**Short exercise**
Print the listing below in its entirety, character for character.

[Collected data entries]
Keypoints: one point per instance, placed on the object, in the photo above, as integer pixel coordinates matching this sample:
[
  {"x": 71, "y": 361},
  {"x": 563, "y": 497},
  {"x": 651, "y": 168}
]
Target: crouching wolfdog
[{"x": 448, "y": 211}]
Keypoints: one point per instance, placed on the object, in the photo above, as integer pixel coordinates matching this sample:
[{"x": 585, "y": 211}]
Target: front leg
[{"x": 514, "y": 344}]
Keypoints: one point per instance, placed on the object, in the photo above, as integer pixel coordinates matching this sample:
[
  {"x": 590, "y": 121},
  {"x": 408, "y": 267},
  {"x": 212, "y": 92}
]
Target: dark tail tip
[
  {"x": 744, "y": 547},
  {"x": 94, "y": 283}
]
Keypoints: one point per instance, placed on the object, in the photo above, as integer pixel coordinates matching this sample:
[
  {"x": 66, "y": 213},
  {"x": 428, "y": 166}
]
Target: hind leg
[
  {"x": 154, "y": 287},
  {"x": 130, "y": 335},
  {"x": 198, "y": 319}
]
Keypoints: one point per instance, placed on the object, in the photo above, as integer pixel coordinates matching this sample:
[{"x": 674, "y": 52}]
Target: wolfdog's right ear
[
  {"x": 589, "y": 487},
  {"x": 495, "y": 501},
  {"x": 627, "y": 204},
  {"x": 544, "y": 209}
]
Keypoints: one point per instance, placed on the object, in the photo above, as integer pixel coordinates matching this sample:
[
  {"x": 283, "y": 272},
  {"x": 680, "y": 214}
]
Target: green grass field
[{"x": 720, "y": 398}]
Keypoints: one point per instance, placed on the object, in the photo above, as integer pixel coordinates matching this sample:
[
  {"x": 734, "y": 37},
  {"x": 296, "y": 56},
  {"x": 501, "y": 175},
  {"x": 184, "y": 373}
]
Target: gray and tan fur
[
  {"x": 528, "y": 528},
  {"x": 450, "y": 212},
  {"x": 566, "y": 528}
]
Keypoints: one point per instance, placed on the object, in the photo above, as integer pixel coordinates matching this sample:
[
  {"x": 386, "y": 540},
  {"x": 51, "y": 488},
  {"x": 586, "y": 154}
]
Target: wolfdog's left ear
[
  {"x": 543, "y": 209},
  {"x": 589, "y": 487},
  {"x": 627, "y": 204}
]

**Result below**
Keypoints: one point per instance, placed on the object, in the photo above, as integer pixel coordinates matching this sample:
[
  {"x": 71, "y": 361},
  {"x": 563, "y": 497},
  {"x": 651, "y": 168}
]
Target: crouching wolfdog
[{"x": 448, "y": 211}]
Keypoints: one point per instance, placed on the object, in the photo above, as integer pixel coordinates matching this sample:
[{"x": 585, "y": 211}]
Target: front leg
[{"x": 514, "y": 344}]
Keypoints: one point per instance, placed on the object, in the photo above, as integer pixel coordinates matching this sample:
[
  {"x": 590, "y": 121},
  {"x": 408, "y": 267},
  {"x": 212, "y": 92}
]
Target: dark tail tip
[
  {"x": 744, "y": 547},
  {"x": 94, "y": 283}
]
Keypoints: one point per instance, placed on the object, in the photo above, as integer pixel coordinates matching this sample:
[
  {"x": 66, "y": 213},
  {"x": 428, "y": 166}
]
Target: hind leg
[
  {"x": 154, "y": 287},
  {"x": 130, "y": 335},
  {"x": 198, "y": 319}
]
Keypoints: one point per instance, placed on the object, in the photo above, as integer pixel coordinates matching this sample:
[{"x": 674, "y": 52}]
Target: wolfdog's right ear
[
  {"x": 589, "y": 487},
  {"x": 495, "y": 501},
  {"x": 627, "y": 204},
  {"x": 544, "y": 209}
]
Keypoints: one point per instance, placed on the object, in the photo above, as integer pixel coordinates matching this sample:
[
  {"x": 283, "y": 272},
  {"x": 680, "y": 214}
]
Target: green grass field
[{"x": 720, "y": 398}]
Keypoints: one point per instance, placed on the object, in the photo above, as integer pixel coordinates matching this sample:
[
  {"x": 734, "y": 37},
  {"x": 296, "y": 56},
  {"x": 501, "y": 175},
  {"x": 184, "y": 373}
]
Target: gray and tan fur
[
  {"x": 528, "y": 528},
  {"x": 450, "y": 212},
  {"x": 566, "y": 528}
]
Keypoints: one point per instance, placed on the object, in the photo above, as integer pixel coordinates matching this sample:
[
  {"x": 386, "y": 540},
  {"x": 51, "y": 488},
  {"x": 586, "y": 154}
]
Target: wolfdog's left ear
[
  {"x": 543, "y": 209},
  {"x": 589, "y": 487},
  {"x": 627, "y": 204}
]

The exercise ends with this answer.